*Tasks and exercises:*
1. Quote the debt agreement text below word for word, everything from "The promissory note" down to "increase in APIC.".
2. List every per-share price given in the debt agreement text below.
— START Source text —
The promissory note was further extended to May 1, 2009 and we agreed to
make payments on the principal of $50,000 by February 15, 2009; repay a
further $100,000 by May 1, 2009; issue 3,000 shares of our common stock
as interest and additional issuance of 20,040 shares of our common stock
for additional compensation.  All the terms of the amended agreement
have been complied with.  The remaining $100,000 plus accrued interest
is convertible at NSC's option at $2.00 per share on or before May 1,
2010. Pursuant to EITF 06-6, the modification of the Note agreement was
not treated as an extinguishment but rather reduced the carrying amount
of the debt through an adjustment to the note discounts, with a
corresponding increase in APIC.




			11





On January 15, 2009 we entered into an agreement with Genovese whereby
Genovese and/or his affiliates (collectively "Genovese") advanced to the
Company $250,000 for a convertible debenture ("Debenture") for the
aggregate principle amount of $250,000.  The Debenture was non-interest
bearing and had a maturity date of December 5, 2010.  At the holder's
sole discretion, the holder may elect to convert the Debenture, in whole
or in part into common shares of the Company at a conversion price of
$0.10 per share.  As additional compensation, Genovese was issued a
share purchase warrant certificate for 2,500,000 warrants with each
warrant exercisable into one common share at $0.15 per share for a
period of three years commencing from the date of the issuance of the
warrant certificate.  The Company and Genovese further agreed to
establish five (5) mutually agreed upon milestones to be attained no
later than September 2009 with each milestone generally occurring
approximately every forty five (45) days. In conjunction with the
attainment of each individual milestone, Genovese agreed to advance to
the Company an additional $250,000. In connection with each $250,000
advance, Genovese was issued an additional $250,000 Convertible
Debenture. The Debenture was non interest bearing and had a maturity
date of two years from the date of issuance of each subsequent debenture
("Subsequent Debentures").
— END Source text —
— START Provided information —
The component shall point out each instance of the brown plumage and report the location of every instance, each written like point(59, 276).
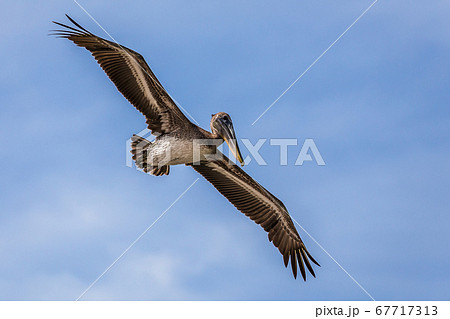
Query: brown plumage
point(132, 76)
— END Provided information —
— START Provided information —
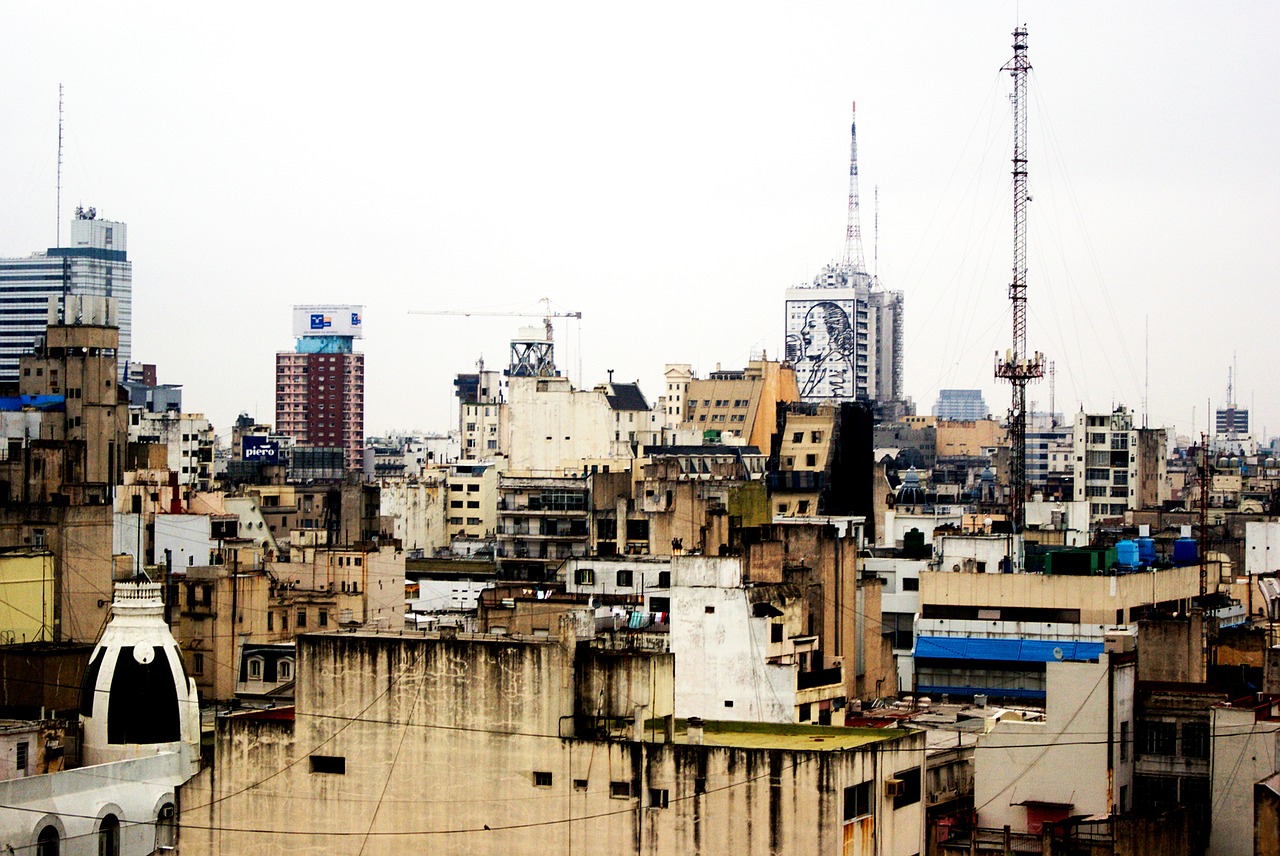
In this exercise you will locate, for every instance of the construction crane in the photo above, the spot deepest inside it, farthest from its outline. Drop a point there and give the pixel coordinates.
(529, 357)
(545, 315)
— END Provided information —
— START Provided information —
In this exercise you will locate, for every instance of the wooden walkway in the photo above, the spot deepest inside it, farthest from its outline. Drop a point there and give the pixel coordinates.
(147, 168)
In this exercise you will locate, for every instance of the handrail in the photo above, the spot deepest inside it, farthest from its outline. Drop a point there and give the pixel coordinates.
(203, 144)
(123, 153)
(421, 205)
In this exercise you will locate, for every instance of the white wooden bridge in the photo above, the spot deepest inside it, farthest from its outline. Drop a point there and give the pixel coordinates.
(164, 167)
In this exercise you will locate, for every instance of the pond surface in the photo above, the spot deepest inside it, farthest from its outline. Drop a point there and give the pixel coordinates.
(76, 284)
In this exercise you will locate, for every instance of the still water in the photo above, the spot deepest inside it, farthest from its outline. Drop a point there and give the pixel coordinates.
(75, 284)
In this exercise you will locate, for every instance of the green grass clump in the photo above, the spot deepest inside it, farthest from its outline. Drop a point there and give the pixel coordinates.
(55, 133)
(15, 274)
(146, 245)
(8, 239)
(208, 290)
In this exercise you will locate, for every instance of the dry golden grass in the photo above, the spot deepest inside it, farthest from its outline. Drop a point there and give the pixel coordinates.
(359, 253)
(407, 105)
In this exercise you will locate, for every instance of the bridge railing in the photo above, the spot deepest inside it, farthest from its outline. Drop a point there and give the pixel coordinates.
— END Provided information —
*Task responses:*
1.
The promissory note was further extended to May 1, 2009 and we agreed to
make payments on the principal of $50,000 by February 15, 2009; repay a
further $100,000 by May 1, 2009; issue 3,000 shares of our common stock
as interest and additional issuance of 20,040 shares of our common stock
for additional compensation.  All the terms of the amended agreement
have been complied with.  The remaining $100,000 plus accrued interest
is convertible at NSC's option at $2.00 per share on or before May 1,
2010. Pursuant to EITF 06-6, the modification of the Note agreement was
not treated as an extinguishment but rather reduced the carrying amount
of the debt through an adjustment to the note discounts, with a
corresponding increase in APIC.

2. $2.00, $0.10, $0.15